start THE INPUT
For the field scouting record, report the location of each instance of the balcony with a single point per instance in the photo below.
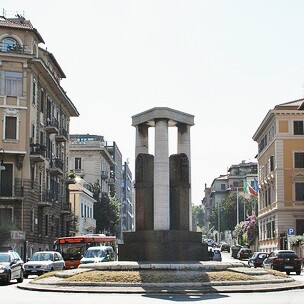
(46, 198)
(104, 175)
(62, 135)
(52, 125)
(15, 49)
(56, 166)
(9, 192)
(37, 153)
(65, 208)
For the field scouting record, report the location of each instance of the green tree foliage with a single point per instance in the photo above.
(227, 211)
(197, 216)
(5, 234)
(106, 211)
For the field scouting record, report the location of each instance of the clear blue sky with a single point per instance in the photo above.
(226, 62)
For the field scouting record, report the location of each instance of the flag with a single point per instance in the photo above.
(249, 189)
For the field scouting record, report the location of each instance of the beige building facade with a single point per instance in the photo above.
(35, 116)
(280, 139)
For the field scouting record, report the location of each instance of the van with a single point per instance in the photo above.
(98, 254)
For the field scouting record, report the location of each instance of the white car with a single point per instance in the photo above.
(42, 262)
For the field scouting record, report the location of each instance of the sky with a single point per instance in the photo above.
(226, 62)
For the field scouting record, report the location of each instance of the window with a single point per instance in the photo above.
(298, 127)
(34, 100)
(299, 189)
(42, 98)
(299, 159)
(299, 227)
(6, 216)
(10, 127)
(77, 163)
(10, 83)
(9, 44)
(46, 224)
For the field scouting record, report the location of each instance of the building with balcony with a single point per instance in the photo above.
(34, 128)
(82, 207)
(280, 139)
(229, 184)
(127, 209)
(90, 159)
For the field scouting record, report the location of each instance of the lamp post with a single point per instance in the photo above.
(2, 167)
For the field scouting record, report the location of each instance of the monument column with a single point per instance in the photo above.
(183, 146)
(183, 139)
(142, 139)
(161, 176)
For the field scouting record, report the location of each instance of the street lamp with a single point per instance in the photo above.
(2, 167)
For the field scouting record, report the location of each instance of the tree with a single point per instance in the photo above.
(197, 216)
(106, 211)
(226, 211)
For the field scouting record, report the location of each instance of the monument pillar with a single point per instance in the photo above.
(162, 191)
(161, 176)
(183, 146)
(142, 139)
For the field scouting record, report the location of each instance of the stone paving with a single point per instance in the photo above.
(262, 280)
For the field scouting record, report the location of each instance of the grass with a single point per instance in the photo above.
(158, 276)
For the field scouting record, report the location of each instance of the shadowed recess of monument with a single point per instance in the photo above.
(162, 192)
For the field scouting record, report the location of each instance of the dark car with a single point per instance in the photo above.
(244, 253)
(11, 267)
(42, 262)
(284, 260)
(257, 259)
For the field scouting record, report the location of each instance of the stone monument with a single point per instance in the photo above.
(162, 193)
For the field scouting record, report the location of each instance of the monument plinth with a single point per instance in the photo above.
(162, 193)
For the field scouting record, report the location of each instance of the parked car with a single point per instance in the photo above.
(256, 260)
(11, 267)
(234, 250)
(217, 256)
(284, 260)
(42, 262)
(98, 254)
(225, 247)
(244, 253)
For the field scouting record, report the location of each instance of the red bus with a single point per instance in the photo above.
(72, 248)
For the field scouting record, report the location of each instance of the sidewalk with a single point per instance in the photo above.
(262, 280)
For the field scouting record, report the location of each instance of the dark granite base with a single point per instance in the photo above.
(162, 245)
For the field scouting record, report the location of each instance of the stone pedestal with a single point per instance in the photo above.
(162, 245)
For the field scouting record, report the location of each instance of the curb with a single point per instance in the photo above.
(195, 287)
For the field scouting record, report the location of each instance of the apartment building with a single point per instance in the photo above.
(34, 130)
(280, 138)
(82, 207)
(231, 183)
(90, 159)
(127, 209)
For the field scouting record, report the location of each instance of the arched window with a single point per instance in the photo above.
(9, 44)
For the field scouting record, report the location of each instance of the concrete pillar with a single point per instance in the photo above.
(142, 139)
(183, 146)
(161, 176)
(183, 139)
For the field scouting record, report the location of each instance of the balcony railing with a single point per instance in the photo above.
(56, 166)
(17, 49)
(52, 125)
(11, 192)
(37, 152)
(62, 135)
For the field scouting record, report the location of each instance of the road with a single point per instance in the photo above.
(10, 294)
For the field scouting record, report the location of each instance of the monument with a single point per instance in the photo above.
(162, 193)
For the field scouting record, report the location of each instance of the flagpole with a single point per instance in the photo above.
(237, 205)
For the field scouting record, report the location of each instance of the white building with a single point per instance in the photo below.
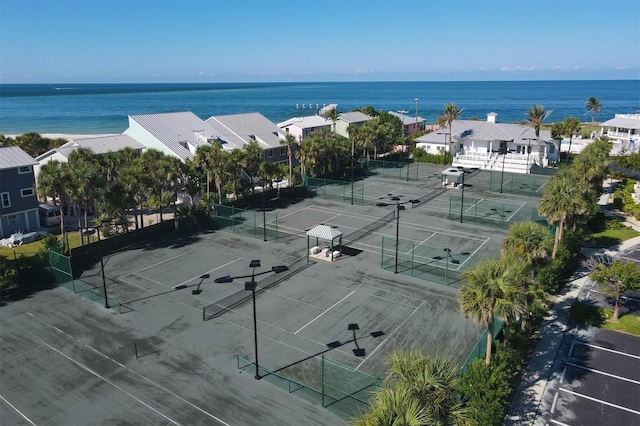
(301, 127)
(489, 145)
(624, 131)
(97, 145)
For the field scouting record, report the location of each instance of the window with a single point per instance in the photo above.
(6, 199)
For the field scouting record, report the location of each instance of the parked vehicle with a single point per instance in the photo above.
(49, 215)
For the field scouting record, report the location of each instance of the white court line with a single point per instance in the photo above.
end THE INPUT
THE TASK ▸
Copy the data word for word. Pictures do not go in the copy.

FINAL RESULT ▸
For the field scouting record, report the location of each instance of the balcony with a single point per instance in the photo below.
(46, 198)
(104, 175)
(62, 135)
(52, 125)
(15, 49)
(56, 166)
(9, 192)
(37, 153)
(65, 208)
For the field scouting record, report the location of each instance of the green tree foliage with a single point per instance in the photo above.
(227, 211)
(197, 216)
(5, 234)
(106, 211)
For the field scouting record, report the location of each instance of the clear blue sky with a single point per instance in the photo above.
(226, 62)
For the field scouting record, report the location of each instance of the flag with a single point per instance in the photo above.
(249, 189)
For the field scouting record, report the location of each instance of the beige building facade with a single point per instance in the photo above.
(35, 116)
(280, 139)
For the field scouting record, report the location of each instance of the van with a single point per instance in the photo above.
(98, 254)
For the field scouting record, report the location of each instance of the white car with a single point per instance in the photo above.
(42, 262)
For the field scouting record, report the location of each instance of the sky with a single point per instance in the photo above.
(226, 62)
For the field scouting record, report the location of each instance of the window with a single point per instance in the photo above.
(298, 127)
(34, 100)
(299, 189)
(42, 98)
(299, 159)
(299, 227)
(6, 216)
(10, 127)
(77, 163)
(10, 83)
(9, 44)
(46, 224)
For the field scouting record, report the location of each instance of the building with balcony with a single point per instance in the photo above.
(34, 128)
(82, 207)
(280, 139)
(229, 184)
(127, 209)
(90, 159)
For the field scouting record, report the location of each instance of the lamp post with a single point per instance in the photo above.
(2, 167)
For the field scouting record, report the location of each instance of the monument column with a single point per instance in the photo above.
(183, 146)
(183, 139)
(142, 139)
(161, 176)
For the field scouting record, report the location of each instance of the street lamp with a single point per instance in the photo above.
(2, 167)
For the field scouting record, report the location of each instance of the tree with a single point per instance in the photo above.
(197, 216)
(106, 211)
(226, 211)
For the field scouting record, report the location of each instance of the monument pillar with a single point per instance in the photo above.
(162, 191)
(161, 176)
(183, 146)
(142, 139)
For the field scouting record, report the location of each instance of the stone paving with a single point per instance in the photo above.
(262, 280)
For the field scouting record, report the location of each instance of the grass with a single point per instance in the photo above.
(158, 276)
For the field scouting record, report the location of each instance of the shadowed recess of monument with a single point per instance in the photo above.
(162, 192)
For the field scouting record, report the location of each instance of the dark car with a single point per instance in the photo above.
(244, 253)
(11, 267)
(42, 262)
(284, 260)
(257, 259)
For the field scouting record, report the location of each instance of the stone monument with a single point per instance in the photo above.
(162, 193)
For the field scouting record, report the location of each instance of the monument plinth with a single point per instance in the photo above.
(162, 193)
For the field scouting record, report the location of each instance of the parked car with a single point per instance in the photo above.
(256, 260)
(11, 267)
(234, 250)
(217, 256)
(284, 260)
(42, 262)
(98, 254)
(225, 247)
(244, 253)
For the field scouting record, report the location of each instance of the red bus with a single point per instance in the photo above.
(72, 248)
For the field scouting record, report the location of each instance of the sidewalk with a single point per instance in the photo above.
(262, 280)
For the field scouting record, report the location of each instance of the dark granite base with a single point per instance in the photo above.
(162, 245)
For the field scouting record, report the location of each instance of the stone pedestal with a single point per instance in the photo above.
(162, 245)
For the field scouting record, report the location of each instance of the curb with a single point per instance in the photo above.
(195, 287)
For the field scouting record, report the location of each instance of the apartment building with a single point per instance in the photo above.
(34, 130)
(280, 138)
(82, 207)
(231, 183)
(90, 159)
(127, 209)
For the field scouting record, report the location of each instance of the arched window with a single point per instance in the photo above.
(9, 44)
For the field scouting record, report the location of each instance of the concrete pillar with a single point per instance in the photo above.
(142, 139)
(183, 146)
(161, 176)
(183, 139)
For the field scouting record, report the location of each instance of the balcony railing with a single point per instance in the photo above.
(56, 166)
(17, 49)
(52, 125)
(11, 192)
(37, 152)
(62, 135)
For the field scouting record, report the location of each instance of the road with a single point per instance in the photo above.
(10, 294)
For the field scouting record, report the location of each instance of the monument with a single point per instance in the photo above.
(162, 193)
For the field scouting record, report the location of each instance of the flagpole with a single point per instance in the photo above.
(237, 205)
For the field scouting record, report the location of each instance of the white building with a single point per instance in the photo below.
(301, 127)
(489, 145)
(624, 131)
(97, 145)
For the field scouting record, report the location of each instance of the window with a single point per instance in the photo above.
(6, 199)
For the field scouting record, report the location of each instance of the parked vehicle with a single point per instance in the photo above.
(49, 215)
For the field scouting record, report the location of each instance of the white court line with a single point per instance in the photo above.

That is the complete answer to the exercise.